### Fragmento del texto
################
Nota genérica del hombre mediocre es su falta de sello distintivo, su despersonalización, lo que le permite vegetar moldeado por el medio “como era fundida en el cuño social”. No es desdeñable porque es útil, pero la definición de sus cualidades linda con el comentario humorístico. Lombroso llegó en su definición a la repulsa satírica cuando, contestando a un periodista norteamericano, manifestó que “el hombre normal”(que, por lo demás, no existe) “tenía buen apetito, era trabajador, ordenado, agonista, aferrado a sus costumbres, paciente, respetuoso de toda autoridad, animal doméstico”.

Lombroso llama hombre normal al que Heine y Schopenhauer llaman“filisteo”, contraponiendo el artista al burgués, sin preocuparse siquiera de valorar este. Pero el burgués, el filisteo, es, como cualquier otro hombre, un valor social, y es su aporte colectivo lo que le amerita en sus funciones.   

Por lo pronto, el mediocre, a expensas de su capacidad mimetista, se halla mucho más facultado para compenetrarse con el alma de la sociedad en que vive que el superior con su originalidad. Y hay que partir para juzgarle del hecho de que ser mediocre no es una culpa, y no siéndolo, su conducta es legítima. Como elemento social estático más que dinámico, el hombre mediocre es naturalmente conservador y rutinario. Como sistema social de defensa, la rutina desempeña el papel de primer orden, ya que sin ese freno el impulso que comportan los hombres selectos o geniales, siempre accidentes en la evolución humana, despeñaría a las sociedades.

Ahora bien: los mediocres representan a menudo un gran peligro en el seno de aquellas, pues el freno, si paraliza y estaciona, destruye los valores superlativos, organiza la vulgaridad resistente a la selectividad y crea una barrera opuesta al ingenio y al buen gusto. Cuando actúa en el campo intelectual, el hombre mediocre, hombre sin ideales, hace del arte un oficio, de la filosofía un instrumento, de la virtud una empresa, de la caridad una fiesta. Convierte el amor en sensualidad.
################
### Tareas pendientes
**A)** Anota todos los rasgos que, según el texto sobre el hombre mediocre, Lombroso le atribuyó al "hombre normal".
**B)** En el texto sobre el hombre mediocre, ¿qué nombre le dan Heine y Schopenhauer al que Lombroso llama hombre normal?
**C)** Retoma el texto sobre el hombre mediocre justo después de su última oración.
################
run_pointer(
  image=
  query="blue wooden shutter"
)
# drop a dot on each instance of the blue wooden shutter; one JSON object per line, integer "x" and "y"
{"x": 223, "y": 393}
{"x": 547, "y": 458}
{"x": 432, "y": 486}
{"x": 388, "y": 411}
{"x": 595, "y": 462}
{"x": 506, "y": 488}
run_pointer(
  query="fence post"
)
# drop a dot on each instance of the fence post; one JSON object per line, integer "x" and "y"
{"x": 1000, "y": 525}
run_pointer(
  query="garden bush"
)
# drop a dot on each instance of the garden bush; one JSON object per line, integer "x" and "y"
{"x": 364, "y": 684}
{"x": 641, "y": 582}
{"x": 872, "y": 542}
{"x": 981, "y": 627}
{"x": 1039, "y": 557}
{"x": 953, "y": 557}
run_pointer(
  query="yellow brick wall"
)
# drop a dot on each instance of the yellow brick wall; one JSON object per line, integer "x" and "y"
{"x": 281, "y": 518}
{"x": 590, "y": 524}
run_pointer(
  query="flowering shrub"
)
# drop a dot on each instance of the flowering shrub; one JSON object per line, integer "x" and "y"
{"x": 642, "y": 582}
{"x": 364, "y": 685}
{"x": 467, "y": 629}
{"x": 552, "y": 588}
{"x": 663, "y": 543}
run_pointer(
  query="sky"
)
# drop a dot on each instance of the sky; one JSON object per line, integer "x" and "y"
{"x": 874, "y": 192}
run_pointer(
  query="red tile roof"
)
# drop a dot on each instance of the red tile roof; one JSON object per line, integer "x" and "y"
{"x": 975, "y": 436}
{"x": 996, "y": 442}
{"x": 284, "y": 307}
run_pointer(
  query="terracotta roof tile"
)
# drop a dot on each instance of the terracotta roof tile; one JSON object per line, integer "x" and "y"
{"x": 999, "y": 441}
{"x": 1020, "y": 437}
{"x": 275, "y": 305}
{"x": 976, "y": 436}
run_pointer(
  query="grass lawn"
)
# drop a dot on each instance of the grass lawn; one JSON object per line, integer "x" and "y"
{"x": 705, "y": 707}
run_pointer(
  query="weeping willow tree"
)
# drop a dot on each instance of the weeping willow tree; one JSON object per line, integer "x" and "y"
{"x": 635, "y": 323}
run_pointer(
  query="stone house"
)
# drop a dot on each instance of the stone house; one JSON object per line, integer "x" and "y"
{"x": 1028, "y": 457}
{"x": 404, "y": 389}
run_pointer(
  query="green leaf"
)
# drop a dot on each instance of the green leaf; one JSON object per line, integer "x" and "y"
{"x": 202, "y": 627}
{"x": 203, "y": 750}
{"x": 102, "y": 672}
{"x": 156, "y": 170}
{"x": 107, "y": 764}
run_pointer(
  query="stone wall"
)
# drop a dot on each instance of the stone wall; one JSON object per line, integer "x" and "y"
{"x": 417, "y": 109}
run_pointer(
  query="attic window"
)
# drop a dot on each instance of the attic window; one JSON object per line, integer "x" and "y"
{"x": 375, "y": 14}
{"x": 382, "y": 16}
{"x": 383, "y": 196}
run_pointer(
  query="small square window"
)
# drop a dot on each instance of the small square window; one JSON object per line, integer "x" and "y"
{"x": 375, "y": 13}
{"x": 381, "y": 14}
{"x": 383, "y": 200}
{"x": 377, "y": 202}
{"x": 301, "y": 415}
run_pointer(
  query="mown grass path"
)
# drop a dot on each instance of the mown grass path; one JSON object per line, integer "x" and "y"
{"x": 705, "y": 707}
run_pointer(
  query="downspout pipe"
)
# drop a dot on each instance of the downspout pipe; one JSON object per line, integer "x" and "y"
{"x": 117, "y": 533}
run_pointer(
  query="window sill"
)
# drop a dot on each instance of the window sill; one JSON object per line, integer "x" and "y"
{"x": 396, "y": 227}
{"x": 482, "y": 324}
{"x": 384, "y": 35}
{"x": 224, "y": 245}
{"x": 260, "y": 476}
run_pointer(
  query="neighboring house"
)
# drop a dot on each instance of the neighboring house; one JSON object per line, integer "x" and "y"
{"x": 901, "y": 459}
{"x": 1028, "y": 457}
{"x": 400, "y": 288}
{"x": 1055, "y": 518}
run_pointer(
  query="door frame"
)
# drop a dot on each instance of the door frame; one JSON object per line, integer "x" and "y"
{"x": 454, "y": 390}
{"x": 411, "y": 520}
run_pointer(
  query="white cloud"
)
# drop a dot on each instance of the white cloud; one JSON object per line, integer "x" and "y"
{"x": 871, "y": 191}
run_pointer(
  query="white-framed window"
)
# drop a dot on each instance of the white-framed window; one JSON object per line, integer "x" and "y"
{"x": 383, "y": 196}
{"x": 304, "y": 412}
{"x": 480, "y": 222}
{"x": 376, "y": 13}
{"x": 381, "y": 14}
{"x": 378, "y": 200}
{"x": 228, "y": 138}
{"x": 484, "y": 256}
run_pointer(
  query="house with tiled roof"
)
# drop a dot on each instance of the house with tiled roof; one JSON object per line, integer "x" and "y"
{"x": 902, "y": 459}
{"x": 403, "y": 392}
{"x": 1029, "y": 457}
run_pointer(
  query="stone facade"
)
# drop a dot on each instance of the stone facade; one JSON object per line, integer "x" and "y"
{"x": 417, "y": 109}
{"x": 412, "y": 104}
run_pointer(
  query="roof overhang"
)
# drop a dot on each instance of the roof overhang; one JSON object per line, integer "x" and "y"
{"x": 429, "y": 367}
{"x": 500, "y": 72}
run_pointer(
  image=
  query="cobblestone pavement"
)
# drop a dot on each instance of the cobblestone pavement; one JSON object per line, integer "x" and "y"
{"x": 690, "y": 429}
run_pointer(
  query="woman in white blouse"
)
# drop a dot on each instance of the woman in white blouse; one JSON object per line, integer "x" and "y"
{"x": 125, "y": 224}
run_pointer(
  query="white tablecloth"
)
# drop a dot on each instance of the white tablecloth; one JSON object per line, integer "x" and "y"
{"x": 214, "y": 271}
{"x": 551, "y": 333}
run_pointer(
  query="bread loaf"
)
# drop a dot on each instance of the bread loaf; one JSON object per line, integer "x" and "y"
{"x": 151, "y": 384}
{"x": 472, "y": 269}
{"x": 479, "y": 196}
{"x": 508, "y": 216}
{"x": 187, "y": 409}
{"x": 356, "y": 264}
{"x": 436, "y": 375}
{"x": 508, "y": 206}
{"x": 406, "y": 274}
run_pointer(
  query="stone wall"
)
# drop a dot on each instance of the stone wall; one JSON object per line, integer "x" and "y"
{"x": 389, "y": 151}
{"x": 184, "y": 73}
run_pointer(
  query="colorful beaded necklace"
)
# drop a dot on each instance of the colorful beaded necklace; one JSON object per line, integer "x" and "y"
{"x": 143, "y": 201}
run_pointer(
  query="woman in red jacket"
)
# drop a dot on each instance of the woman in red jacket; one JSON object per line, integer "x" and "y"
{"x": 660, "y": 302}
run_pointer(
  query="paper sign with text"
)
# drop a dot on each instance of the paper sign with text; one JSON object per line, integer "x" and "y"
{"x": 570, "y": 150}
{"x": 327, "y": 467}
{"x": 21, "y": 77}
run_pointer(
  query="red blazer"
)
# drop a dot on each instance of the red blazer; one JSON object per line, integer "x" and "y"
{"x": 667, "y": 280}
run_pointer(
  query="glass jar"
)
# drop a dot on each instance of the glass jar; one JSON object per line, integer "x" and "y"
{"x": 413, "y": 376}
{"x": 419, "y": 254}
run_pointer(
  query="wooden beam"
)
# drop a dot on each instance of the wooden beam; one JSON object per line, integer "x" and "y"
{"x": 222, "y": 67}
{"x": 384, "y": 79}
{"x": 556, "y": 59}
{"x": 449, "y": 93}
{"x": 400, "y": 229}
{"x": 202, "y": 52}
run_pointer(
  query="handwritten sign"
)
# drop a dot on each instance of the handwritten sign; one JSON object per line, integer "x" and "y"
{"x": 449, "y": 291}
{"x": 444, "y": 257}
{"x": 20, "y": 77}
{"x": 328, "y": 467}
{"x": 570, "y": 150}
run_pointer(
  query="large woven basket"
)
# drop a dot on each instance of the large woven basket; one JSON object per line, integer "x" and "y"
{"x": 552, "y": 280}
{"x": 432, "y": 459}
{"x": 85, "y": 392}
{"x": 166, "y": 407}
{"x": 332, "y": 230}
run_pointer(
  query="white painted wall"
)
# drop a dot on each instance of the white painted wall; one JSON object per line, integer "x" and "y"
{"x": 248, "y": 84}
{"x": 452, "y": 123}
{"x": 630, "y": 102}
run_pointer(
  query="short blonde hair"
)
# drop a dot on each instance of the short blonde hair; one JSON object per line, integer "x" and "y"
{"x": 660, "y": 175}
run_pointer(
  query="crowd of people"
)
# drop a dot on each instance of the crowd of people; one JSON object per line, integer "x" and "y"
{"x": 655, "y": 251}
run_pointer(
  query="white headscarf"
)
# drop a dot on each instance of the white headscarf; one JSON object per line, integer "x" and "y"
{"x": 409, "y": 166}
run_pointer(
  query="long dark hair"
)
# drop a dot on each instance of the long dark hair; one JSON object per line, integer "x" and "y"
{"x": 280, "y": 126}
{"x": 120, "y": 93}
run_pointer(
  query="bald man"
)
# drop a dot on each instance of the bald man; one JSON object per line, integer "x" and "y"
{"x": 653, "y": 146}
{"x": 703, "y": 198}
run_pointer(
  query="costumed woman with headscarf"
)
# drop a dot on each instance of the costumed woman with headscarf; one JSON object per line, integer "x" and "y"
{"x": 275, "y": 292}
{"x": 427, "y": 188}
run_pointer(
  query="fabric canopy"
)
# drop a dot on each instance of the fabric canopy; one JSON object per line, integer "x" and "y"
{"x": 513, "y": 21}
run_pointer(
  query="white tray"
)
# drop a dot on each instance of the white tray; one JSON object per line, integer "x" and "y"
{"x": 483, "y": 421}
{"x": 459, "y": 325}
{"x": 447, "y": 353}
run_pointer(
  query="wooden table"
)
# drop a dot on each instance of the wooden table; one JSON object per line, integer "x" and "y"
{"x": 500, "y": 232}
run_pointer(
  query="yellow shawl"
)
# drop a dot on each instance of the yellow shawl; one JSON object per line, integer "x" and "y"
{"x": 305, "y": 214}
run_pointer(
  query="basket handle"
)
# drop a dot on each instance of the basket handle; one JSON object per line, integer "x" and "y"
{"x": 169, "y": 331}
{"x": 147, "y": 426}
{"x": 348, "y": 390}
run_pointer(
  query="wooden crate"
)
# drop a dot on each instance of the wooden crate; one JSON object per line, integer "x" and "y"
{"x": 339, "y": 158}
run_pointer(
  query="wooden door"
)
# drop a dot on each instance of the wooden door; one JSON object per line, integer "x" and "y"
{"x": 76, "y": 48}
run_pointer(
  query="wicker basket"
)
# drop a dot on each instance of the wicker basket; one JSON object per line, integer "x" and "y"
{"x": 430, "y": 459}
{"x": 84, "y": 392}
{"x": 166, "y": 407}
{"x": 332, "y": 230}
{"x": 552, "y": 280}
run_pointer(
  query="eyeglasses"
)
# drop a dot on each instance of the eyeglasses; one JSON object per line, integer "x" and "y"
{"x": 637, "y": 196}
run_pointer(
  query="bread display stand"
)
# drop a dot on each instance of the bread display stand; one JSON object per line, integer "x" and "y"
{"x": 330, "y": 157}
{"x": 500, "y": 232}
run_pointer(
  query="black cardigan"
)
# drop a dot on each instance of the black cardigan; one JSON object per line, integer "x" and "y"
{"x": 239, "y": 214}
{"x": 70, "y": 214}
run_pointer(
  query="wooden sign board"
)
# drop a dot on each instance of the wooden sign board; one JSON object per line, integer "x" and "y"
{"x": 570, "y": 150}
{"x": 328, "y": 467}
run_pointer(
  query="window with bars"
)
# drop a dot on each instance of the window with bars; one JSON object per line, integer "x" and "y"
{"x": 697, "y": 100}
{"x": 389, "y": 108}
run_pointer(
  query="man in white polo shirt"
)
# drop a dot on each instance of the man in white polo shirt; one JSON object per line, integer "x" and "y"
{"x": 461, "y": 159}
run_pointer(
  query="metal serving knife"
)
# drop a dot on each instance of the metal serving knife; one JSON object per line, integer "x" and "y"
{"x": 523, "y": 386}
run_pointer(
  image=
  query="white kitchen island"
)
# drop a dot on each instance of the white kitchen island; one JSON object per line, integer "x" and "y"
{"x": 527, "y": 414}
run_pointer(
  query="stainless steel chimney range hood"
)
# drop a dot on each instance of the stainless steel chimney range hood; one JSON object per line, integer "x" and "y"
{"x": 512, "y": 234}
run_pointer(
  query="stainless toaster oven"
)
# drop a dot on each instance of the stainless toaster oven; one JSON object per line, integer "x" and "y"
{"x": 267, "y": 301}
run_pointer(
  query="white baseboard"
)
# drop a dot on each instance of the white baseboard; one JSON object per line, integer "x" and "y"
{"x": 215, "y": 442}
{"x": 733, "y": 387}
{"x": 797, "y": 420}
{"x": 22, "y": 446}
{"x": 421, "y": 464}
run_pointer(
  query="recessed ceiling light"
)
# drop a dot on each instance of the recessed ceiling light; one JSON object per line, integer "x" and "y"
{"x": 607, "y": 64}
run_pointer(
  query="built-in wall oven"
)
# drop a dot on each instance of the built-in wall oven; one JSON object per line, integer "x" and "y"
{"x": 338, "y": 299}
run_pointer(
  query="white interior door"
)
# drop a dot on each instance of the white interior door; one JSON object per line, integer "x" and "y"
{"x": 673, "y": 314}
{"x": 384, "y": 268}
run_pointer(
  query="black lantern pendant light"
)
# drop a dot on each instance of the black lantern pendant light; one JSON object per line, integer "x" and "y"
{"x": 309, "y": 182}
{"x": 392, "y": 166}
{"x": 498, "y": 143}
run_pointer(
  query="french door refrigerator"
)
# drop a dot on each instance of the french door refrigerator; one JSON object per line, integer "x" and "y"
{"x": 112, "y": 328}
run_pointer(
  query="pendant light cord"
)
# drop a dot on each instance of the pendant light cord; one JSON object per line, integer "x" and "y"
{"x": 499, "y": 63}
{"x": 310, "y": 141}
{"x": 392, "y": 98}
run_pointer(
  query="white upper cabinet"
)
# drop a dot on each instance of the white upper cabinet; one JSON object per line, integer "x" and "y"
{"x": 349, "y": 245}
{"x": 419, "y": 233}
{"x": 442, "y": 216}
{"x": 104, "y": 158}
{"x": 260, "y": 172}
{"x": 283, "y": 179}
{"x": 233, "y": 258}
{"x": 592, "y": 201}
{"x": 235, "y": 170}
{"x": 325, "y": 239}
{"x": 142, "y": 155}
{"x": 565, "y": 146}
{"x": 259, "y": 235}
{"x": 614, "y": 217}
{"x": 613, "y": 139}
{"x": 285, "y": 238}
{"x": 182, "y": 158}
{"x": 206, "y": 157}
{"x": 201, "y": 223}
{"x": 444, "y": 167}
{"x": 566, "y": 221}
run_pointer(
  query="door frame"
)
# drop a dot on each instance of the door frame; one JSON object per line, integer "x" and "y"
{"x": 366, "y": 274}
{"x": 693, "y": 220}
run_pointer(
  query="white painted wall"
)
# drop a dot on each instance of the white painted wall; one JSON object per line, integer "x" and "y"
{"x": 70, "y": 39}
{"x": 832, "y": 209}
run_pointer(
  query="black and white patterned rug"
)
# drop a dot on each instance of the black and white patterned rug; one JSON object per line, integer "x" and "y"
################
### Respuestas por tarea
**A)**
- Tenía buen apetito
- Era trabajador
- Era ordenado
- Era agonista
- Era aferrado a sus costumbres
- Era paciente
- Era respetuoso de toda autoridad
- Era animal doméstico

**B)** Lo llaman "filisteo".

**C)**
Una pasión frecuente en los mediocres es la envidia. En ellos trabaja a la par la mentira; en cambio, nunca les excita la emulación, que es rectilínea y no teme a la verdad. Esta tónica suele ser gris y se muestra constantemente en el carácter del hombre vulgar, que alberga un sordo afán de nivelarlo todo y siente horror por la individualización excesiva.

Centrando el tema en el desarrollo vital, afirma Ingenieros que cuando este llega a su culmen en el espíritu del hombre superior, el hombre superior se aleja hasta el máximum de la mediocridad, pero que esta le espera en la vejez con la regresión sistemática del intelecto. Por último, decrepitud inferioriza al viejo ya mediocre.

En la época moderna, el aprovechamiento de las grandes aptitudes está constreñido sin cesar por la acción en la vida pública de lo que Ingenieros llama la “piara”. Estima que las facciones políticas son adversas a todas las originalidades. Cada piara ostenta, a manera de estado mayor, un plantel de hombres distinguidos, bandera que la permite adueñarse del poder parapetándose en el blasón intelectual de algunos selectos.

Tendencia general en el autor de este libro es la de identificar a la democracia con lo que él llama la mediocracia, recurriendo a la frase de Platón, “la democracia es el peor de los buenos gobiernos, pero es el mejor entre los malos”. Siguiendo esta línea negativa, señala los grandes males que originan los partidos políticos, compuestos de “serviles que merodean por los Congresos en virtud de la flexibilidad de sus espinazos”. “Los deshonestos son legión: asaltan el Parlamento para entregarse a especulaciones lucrativas. Venden su voto a empresas que muerden las arcas del Estado; prestigian proyectos de grandes negocios con el erario, cobrando sus discursos a tanto por minuto.”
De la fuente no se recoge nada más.